Exercise >> In the entries below, swap "blurred background foliage" for "out-of-focus background foliage" everywhere from the line with "of the blurred" through the end of the entries. Return only those lines, with everything else left as is.

____

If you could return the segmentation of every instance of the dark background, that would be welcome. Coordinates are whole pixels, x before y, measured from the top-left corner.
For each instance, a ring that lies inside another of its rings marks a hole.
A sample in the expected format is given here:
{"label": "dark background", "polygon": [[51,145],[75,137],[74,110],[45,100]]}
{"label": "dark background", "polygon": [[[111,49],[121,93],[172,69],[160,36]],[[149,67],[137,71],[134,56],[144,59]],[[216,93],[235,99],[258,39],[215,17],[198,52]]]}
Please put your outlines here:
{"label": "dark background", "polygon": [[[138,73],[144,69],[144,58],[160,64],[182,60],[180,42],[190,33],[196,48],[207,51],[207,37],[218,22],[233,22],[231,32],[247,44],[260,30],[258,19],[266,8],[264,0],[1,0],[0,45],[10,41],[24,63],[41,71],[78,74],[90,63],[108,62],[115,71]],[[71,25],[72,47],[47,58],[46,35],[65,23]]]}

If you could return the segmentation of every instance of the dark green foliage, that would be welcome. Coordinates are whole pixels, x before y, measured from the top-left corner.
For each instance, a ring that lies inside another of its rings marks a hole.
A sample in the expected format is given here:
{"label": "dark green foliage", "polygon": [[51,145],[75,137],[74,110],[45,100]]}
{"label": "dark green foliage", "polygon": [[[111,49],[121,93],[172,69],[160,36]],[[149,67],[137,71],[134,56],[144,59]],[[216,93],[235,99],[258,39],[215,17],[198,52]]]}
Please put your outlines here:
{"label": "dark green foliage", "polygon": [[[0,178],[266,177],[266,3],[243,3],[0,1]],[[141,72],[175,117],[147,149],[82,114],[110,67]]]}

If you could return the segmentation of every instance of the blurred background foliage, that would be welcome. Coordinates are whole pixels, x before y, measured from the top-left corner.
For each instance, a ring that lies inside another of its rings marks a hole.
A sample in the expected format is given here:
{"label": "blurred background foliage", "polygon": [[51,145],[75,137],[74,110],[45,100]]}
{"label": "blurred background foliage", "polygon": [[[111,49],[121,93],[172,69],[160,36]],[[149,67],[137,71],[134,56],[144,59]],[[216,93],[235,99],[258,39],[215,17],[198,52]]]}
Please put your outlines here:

____

Response >>
If you could return the segmentation of every instance of the out-of-focus background foliage, that would be welcome. Coordinates are whole pixels, x before y, measured from the top-left corner.
For each instance, a ring that lies inside another of its rings marks a hole.
A sample in the expected format is given here:
{"label": "out-of-focus background foliage", "polygon": [[51,145],[75,137],[74,110],[45,100]]}
{"label": "out-of-focus background foliage", "polygon": [[[111,49],[121,93],[172,69],[160,36]],[[149,67],[137,71],[134,56],[144,59]],[[216,93],[235,99],[258,39],[215,17],[198,52]]]}
Please put your outlines here:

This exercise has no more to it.